Dataset entries

§ §

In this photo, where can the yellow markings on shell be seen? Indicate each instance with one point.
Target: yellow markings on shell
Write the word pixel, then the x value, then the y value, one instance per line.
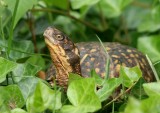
pixel 87 64
pixel 129 60
pixel 120 50
pixel 131 55
pixel 142 65
pixel 137 55
pixel 115 56
pixel 118 68
pixel 123 64
pixel 88 70
pixel 93 50
pixel 97 70
pixel 103 75
pixel 143 61
pixel 123 54
pixel 76 51
pixel 107 48
pixel 129 51
pixel 84 57
pixel 92 59
pixel 116 61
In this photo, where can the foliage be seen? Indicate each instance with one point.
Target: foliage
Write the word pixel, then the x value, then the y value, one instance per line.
pixel 23 54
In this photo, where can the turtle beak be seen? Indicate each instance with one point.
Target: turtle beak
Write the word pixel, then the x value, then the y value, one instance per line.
pixel 48 33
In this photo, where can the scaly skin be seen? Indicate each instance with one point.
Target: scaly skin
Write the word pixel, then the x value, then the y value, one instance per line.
pixel 66 58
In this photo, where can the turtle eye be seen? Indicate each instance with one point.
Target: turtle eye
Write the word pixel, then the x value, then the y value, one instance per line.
pixel 59 37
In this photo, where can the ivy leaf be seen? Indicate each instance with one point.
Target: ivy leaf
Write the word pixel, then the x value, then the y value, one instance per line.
pixel 24 70
pixel 23 7
pixel 43 98
pixel 130 75
pixel 151 21
pixel 108 87
pixel 62 4
pixel 18 110
pixel 19 49
pixel 150 43
pixel 11 96
pixel 133 106
pixel 76 4
pixel 27 86
pixel 6 66
pixel 151 104
pixel 152 89
pixel 157 67
pixel 99 81
pixel 81 93
pixel 73 77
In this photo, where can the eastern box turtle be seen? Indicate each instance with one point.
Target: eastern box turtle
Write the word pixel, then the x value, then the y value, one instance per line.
pixel 81 58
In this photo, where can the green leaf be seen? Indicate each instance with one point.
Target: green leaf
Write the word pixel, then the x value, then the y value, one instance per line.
pixel 108 87
pixel 150 46
pixel 81 94
pixel 113 8
pixel 151 104
pixel 24 70
pixel 130 75
pixel 27 86
pixel 43 98
pixel 62 4
pixel 73 76
pixel 18 110
pixel 37 60
pixel 4 108
pixel 157 67
pixel 151 21
pixel 152 89
pixel 132 18
pixel 133 106
pixel 76 4
pixel 99 81
pixel 23 7
pixel 6 66
pixel 11 96
pixel 70 108
pixel 19 49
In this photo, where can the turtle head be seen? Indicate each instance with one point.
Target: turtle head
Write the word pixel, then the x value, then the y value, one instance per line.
pixel 64 54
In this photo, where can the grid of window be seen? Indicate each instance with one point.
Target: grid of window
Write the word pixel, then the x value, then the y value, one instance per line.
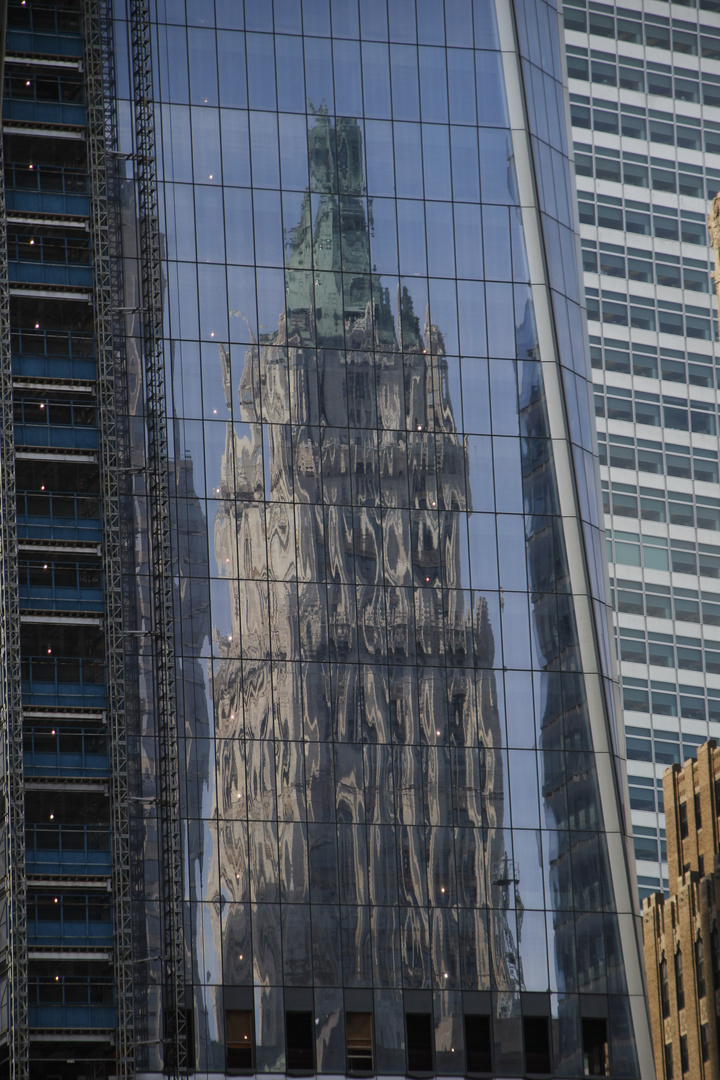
pixel 639 27
pixel 640 171
pixel 652 314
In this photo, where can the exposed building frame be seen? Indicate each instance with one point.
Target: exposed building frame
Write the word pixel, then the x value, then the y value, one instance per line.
pixel 158 480
pixel 13 885
pixel 107 287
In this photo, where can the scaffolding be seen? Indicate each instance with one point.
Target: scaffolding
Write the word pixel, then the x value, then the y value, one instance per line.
pixel 107 289
pixel 13 906
pixel 161 569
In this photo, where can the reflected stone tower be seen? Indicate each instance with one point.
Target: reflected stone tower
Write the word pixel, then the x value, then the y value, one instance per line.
pixel 403 796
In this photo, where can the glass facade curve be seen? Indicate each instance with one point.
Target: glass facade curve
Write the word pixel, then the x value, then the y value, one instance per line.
pixel 401 791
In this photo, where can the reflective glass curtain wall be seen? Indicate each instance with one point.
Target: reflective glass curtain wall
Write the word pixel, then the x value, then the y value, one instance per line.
pixel 403 829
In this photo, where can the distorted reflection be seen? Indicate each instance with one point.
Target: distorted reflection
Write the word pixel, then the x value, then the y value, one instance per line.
pixel 377 697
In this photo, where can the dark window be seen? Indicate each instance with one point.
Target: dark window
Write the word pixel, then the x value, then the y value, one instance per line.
pixel 679 981
pixel 683 820
pixel 478 1044
pixel 700 968
pixel 537 1044
pixel 668 1061
pixel 595 1048
pixel 419 1028
pixel 664 996
pixel 358 1030
pixel 239 1038
pixel 300 1041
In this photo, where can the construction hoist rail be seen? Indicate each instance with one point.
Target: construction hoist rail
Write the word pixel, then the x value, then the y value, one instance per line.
pixel 107 295
pixel 13 885
pixel 161 569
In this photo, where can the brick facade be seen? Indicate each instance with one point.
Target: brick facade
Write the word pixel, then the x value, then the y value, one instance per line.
pixel 681 933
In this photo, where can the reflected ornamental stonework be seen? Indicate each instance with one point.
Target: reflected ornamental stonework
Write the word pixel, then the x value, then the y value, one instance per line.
pixel 381 781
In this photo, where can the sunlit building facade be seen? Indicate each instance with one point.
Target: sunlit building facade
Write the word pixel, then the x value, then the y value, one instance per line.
pixel 644 107
pixel 366 785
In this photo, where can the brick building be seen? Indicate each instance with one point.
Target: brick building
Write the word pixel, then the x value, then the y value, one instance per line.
pixel 681 935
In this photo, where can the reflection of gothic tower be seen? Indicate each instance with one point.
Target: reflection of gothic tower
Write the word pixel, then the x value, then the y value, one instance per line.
pixel 343 489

§ §

**WHAT TO WORK ON:**
Starting at the line above that contains "Target: scaffolding", write out each line exactly until the line that contains "Target: glass facade curve" has been written, and stop there.

**OUTPUT:**
Target: scaffolding
Write the word pixel, then the x value, then the y value, one instance per line.
pixel 107 289
pixel 13 906
pixel 161 569
In this photo, where can the reflected stone tower be seen? Indicate each instance with one point.
Target: reflected stone tower
Write the word pixel, then the x value, then the y value, one instance per line.
pixel 403 796
In this photo, where can the glass facade curve be seen? Indicate each instance with one point.
Target: glass facade curve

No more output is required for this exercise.